Reed thought he was ready. Although he graduated from a high school in Metairie, La., he spent his sophomore year at Bloomington (Ind.) South High and looked at Knight with the requisite reverence. It was Reed's dream to play for Knight, and while he knew it wasn't going to be all smiles and slaps on the back, he still considered himself the ideal Hoosier: a scrappy, hardworking, basketball-savvy coach's kid. Indiana was the only place for him. "As a kid, you look at Indiana and say, Wow, I want to play there," says Reed. "But then you get here and find out what it's really like. It wears you down and eats you up. I don't care what anyone says: There isn't anyone on that team who doesn't dread going to the gym to face him every day."
It's like this, says Reed. The coach told him to leave, he left. Happens every day in college basketball. Happens a lot at Indiana, in fact. Since 1972 Knight has had 35 players leave the program before their eligibility expired, which Indiana says is only slightly above average for a Big Ten team. But in the last five years alone, eight of Knight's 18 recruits have left early or been kicked out.
Reed, however, refused to go quietly. "I know a lot of people are saying I was a bad kid, that I didn't hold up my end of the deal, but that just isn't true," says Reed. "I think the school should hold up its end of the deal because there is a problem there. And they should look into it."
Reed had hoped to finish this semester at Indiana and then transfer, but when he returned to campus after spring break, he found he was a pariah. The Indiana Daily Student ran a Page One headline that read, REED VOTED OFF BASKETBALL TEAM. Reed laughs at that one. Vote? Libya has freer elections than the Indiana basketball program, he says. In the days after his resignation, Reed says, he received 50 letters and 158 E-mail messages, many of them supportive. He said he heard from former players who applauded his stand, although he would not reveal their names. Others jumped to Knight's defense and insisted Reed was a problem child who set a poor example for the younger players. Said redshirt freshman Larry Richardson, "I've seen Coach Knight draw up plays and Neil go out on the court and do just the opposite."
"From what I've gathered from some of my buddies on the team, Neil had some problems and talked about leaving the team during the season," says Evans. "That can be such a negative thing to the young guys who are looking at him. I think highly of Neil in a way; he's a nice kid and I thought he was a pretty solid player. But when it comes to executing what Coach wanted done on a regular basis, Neil was not getting it done. I would just say that Neil was not cut out to play for Coach Knight. Some people are, some people aren't. Neil just wasn't one of them."

• [Recorded information]:
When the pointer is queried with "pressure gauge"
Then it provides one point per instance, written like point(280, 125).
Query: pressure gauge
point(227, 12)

• [Stated task]: Rewrite the Reed excerpt from "It's like this, says" to "been kicked out.", replacing "Big Ten" with "Big 12". The material has no connection to the Reed excerpt.

• [Result for this exercise]:
It's like this, says Reed. The coach told him to leave, he left. Happens every day in college basketball. Happens a lot at Indiana, in fact. Since 1972 Knight has had 35 players leave the program before their eligibility expired, which Indiana says is only slightly above average for a Big 12 team. But in the last five years alone, eight of Knight's 18 recruits have left early or been kicked out.